YOUR OBJECTIVE. Restate each of the lines below word for word and drop every picture.

Pointing dataset records.

_ _ _ _ _

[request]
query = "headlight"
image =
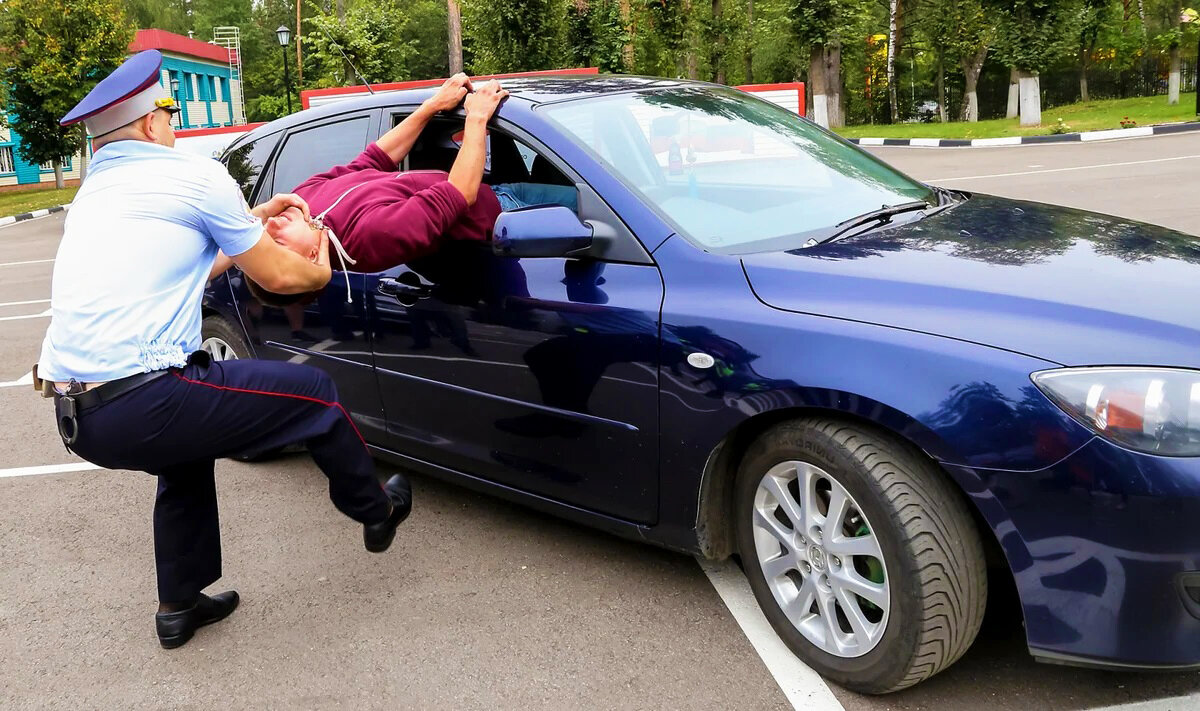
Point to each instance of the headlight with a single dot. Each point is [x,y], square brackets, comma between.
[1152,410]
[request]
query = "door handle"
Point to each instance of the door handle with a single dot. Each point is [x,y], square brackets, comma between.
[405,293]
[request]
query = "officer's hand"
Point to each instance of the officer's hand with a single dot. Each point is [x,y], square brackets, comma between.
[279,203]
[450,94]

_ _ _ _ _

WRITTEN SOLUTION.
[request]
query = "headlight"
image =
Point to each instance of the headlight with a single dot. Each point is [x,y], square brackets, comma between.
[1152,410]
[request]
query = "door handle"
Point to each instance of the door handle with a single dot. Each point is [x,y], square brackets, comma between.
[405,293]
[request]
query = "officer's hand"
Point to each instance of the officer's hand with a single dot. Each point is [x,y], square brackets, comma between.
[279,203]
[450,94]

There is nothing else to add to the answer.